What you need to do
Exactly the lines from the first line of the records to the line holding "Given the image above, locate the clear sky." should be duplicated, and nothing more; pictures stay out.

Source material

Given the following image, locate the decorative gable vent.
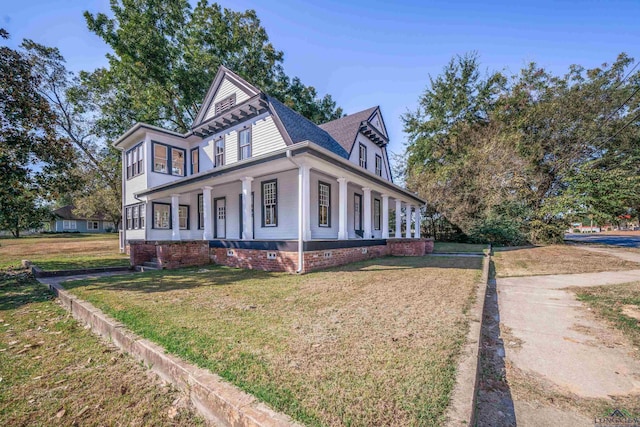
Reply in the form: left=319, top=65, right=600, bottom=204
left=214, top=93, right=236, bottom=116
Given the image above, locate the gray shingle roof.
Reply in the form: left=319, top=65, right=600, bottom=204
left=318, top=106, right=378, bottom=155
left=52, top=205, right=106, bottom=220
left=267, top=96, right=349, bottom=158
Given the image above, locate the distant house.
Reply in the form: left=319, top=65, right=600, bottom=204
left=50, top=205, right=115, bottom=233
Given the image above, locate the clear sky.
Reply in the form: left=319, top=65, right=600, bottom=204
left=3, top=0, right=640, bottom=158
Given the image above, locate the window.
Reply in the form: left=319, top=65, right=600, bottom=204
left=374, top=198, right=381, bottom=230
left=152, top=142, right=185, bottom=176
left=178, top=205, right=189, bottom=230
left=318, top=182, right=331, bottom=227
left=198, top=194, right=204, bottom=229
left=133, top=205, right=140, bottom=229
left=215, top=138, right=225, bottom=166
left=63, top=220, right=77, bottom=230
left=191, top=148, right=199, bottom=175
left=375, top=154, right=382, bottom=177
left=126, top=143, right=144, bottom=179
left=262, top=180, right=277, bottom=227
left=126, top=207, right=133, bottom=229
left=140, top=204, right=145, bottom=228
left=359, top=143, right=367, bottom=168
left=214, top=93, right=236, bottom=115
left=239, top=128, right=251, bottom=160
left=87, top=221, right=99, bottom=230
left=354, top=194, right=362, bottom=231
left=153, top=203, right=171, bottom=229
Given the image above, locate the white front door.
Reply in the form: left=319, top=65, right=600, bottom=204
left=215, top=198, right=226, bottom=238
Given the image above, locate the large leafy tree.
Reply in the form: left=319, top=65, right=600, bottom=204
left=82, top=0, right=342, bottom=140
left=0, top=29, right=76, bottom=237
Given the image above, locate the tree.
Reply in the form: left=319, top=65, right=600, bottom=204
left=82, top=0, right=342, bottom=140
left=0, top=29, right=76, bottom=237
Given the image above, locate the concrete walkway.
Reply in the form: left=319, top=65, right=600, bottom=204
left=498, top=266, right=640, bottom=425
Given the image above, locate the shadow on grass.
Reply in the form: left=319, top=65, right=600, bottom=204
left=331, top=255, right=484, bottom=273
left=0, top=273, right=53, bottom=311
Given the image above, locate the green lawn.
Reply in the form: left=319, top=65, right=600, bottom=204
left=64, top=256, right=482, bottom=426
left=0, top=234, right=129, bottom=270
left=0, top=270, right=202, bottom=426
left=433, top=242, right=487, bottom=253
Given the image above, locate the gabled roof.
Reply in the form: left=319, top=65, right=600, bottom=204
left=318, top=106, right=379, bottom=154
left=53, top=205, right=106, bottom=221
left=267, top=96, right=349, bottom=158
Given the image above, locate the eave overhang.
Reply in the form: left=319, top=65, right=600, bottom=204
left=359, top=121, right=388, bottom=146
left=191, top=94, right=270, bottom=138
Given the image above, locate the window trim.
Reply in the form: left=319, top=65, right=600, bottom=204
left=152, top=141, right=186, bottom=176
left=238, top=128, right=252, bottom=161
left=359, top=143, right=367, bottom=169
left=374, top=198, right=381, bottom=230
left=214, top=137, right=225, bottom=167
left=375, top=154, right=382, bottom=177
left=63, top=219, right=77, bottom=230
left=126, top=142, right=144, bottom=180
left=261, top=179, right=278, bottom=227
left=197, top=194, right=204, bottom=230
left=178, top=204, right=190, bottom=230
left=190, top=147, right=199, bottom=175
left=214, top=197, right=226, bottom=238
left=86, top=220, right=100, bottom=231
left=318, top=181, right=331, bottom=228
left=152, top=202, right=172, bottom=230
left=354, top=193, right=363, bottom=232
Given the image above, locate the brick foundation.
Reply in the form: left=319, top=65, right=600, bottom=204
left=130, top=238, right=434, bottom=273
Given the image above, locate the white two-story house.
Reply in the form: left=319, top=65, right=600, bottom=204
left=114, top=66, right=428, bottom=273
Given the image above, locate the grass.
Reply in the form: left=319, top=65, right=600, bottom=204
left=0, top=270, right=203, bottom=426
left=432, top=242, right=488, bottom=253
left=0, top=234, right=129, bottom=271
left=64, top=256, right=482, bottom=426
left=492, top=245, right=640, bottom=277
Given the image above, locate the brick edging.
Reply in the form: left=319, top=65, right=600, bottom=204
left=445, top=244, right=492, bottom=426
left=41, top=280, right=301, bottom=427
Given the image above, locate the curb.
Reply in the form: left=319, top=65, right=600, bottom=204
left=445, top=244, right=491, bottom=426
left=41, top=280, right=301, bottom=427
left=31, top=265, right=132, bottom=278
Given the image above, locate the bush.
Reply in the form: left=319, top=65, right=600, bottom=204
left=468, top=217, right=528, bottom=246
left=528, top=219, right=567, bottom=244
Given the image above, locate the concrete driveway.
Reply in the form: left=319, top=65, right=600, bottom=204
left=565, top=233, right=640, bottom=248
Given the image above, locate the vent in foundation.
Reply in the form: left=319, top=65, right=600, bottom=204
left=361, top=247, right=368, bottom=254
left=267, top=251, right=277, bottom=260
left=226, top=249, right=235, bottom=257
left=323, top=251, right=332, bottom=258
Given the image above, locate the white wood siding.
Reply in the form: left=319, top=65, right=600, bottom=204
left=348, top=134, right=390, bottom=181
left=254, top=170, right=298, bottom=240
left=251, top=116, right=287, bottom=157
left=310, top=172, right=338, bottom=239
left=204, top=78, right=251, bottom=121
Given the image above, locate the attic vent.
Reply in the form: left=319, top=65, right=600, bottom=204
left=215, top=94, right=236, bottom=115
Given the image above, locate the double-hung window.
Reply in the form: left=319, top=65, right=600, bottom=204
left=198, top=194, right=204, bottom=229
left=126, top=207, right=133, bottom=229
left=375, top=154, right=382, bottom=177
left=318, top=182, right=331, bottom=227
left=140, top=204, right=145, bottom=228
left=152, top=142, right=185, bottom=176
left=262, top=180, right=277, bottom=227
left=171, top=148, right=185, bottom=176
left=239, top=128, right=251, bottom=160
left=215, top=138, right=225, bottom=166
left=178, top=205, right=189, bottom=230
left=133, top=205, right=140, bottom=229
left=87, top=221, right=99, bottom=230
left=126, top=143, right=144, bottom=179
left=359, top=143, right=367, bottom=168
left=63, top=220, right=77, bottom=230
left=374, top=199, right=381, bottom=230
left=191, top=148, right=199, bottom=174
left=153, top=203, right=171, bottom=229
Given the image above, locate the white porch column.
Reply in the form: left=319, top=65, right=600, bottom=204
left=381, top=194, right=390, bottom=239
left=171, top=194, right=180, bottom=241
left=363, top=187, right=372, bottom=239
left=242, top=177, right=253, bottom=240
left=395, top=199, right=402, bottom=238
left=337, top=178, right=348, bottom=240
left=415, top=205, right=422, bottom=238
left=299, top=165, right=312, bottom=241
left=405, top=204, right=412, bottom=238
left=202, top=186, right=213, bottom=240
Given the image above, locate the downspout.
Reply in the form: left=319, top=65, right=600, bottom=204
left=121, top=150, right=127, bottom=253
left=286, top=150, right=304, bottom=274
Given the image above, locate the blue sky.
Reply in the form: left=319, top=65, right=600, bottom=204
left=3, top=0, right=640, bottom=158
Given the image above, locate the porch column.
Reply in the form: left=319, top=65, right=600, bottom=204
left=415, top=205, right=422, bottom=238
left=171, top=194, right=180, bottom=241
left=242, top=177, right=253, bottom=240
left=363, top=187, right=372, bottom=239
left=395, top=199, right=402, bottom=238
left=381, top=194, right=390, bottom=239
left=202, top=186, right=213, bottom=240
left=405, top=204, right=412, bottom=238
left=337, top=178, right=348, bottom=240
left=299, top=165, right=312, bottom=241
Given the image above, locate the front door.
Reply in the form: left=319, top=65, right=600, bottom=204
left=214, top=198, right=226, bottom=238
left=354, top=193, right=363, bottom=237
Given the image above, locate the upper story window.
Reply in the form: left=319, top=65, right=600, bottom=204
left=153, top=142, right=185, bottom=176
left=359, top=143, right=367, bottom=168
left=262, top=179, right=277, bottom=227
left=215, top=138, right=225, bottom=166
left=126, top=143, right=144, bottom=179
left=214, top=94, right=236, bottom=115
left=190, top=148, right=199, bottom=174
left=318, top=182, right=331, bottom=227
left=239, top=128, right=251, bottom=160
left=375, top=154, right=382, bottom=177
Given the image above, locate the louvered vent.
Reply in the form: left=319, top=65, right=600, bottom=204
left=214, top=93, right=236, bottom=115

Solution to this exercise
Given the following image, locate the decorative gable vent.
Reply in the form: left=319, top=65, right=600, bottom=204
left=214, top=93, right=236, bottom=116
Given the image above, locate the gray shingle roof.
Reply in the form: left=319, top=65, right=600, bottom=204
left=318, top=106, right=378, bottom=155
left=52, top=205, right=106, bottom=220
left=267, top=96, right=349, bottom=158
Given the image above, locate the distant house.
Reply in the form: left=319, top=65, right=600, bottom=204
left=50, top=205, right=115, bottom=233
Given the image above, locate the clear sky.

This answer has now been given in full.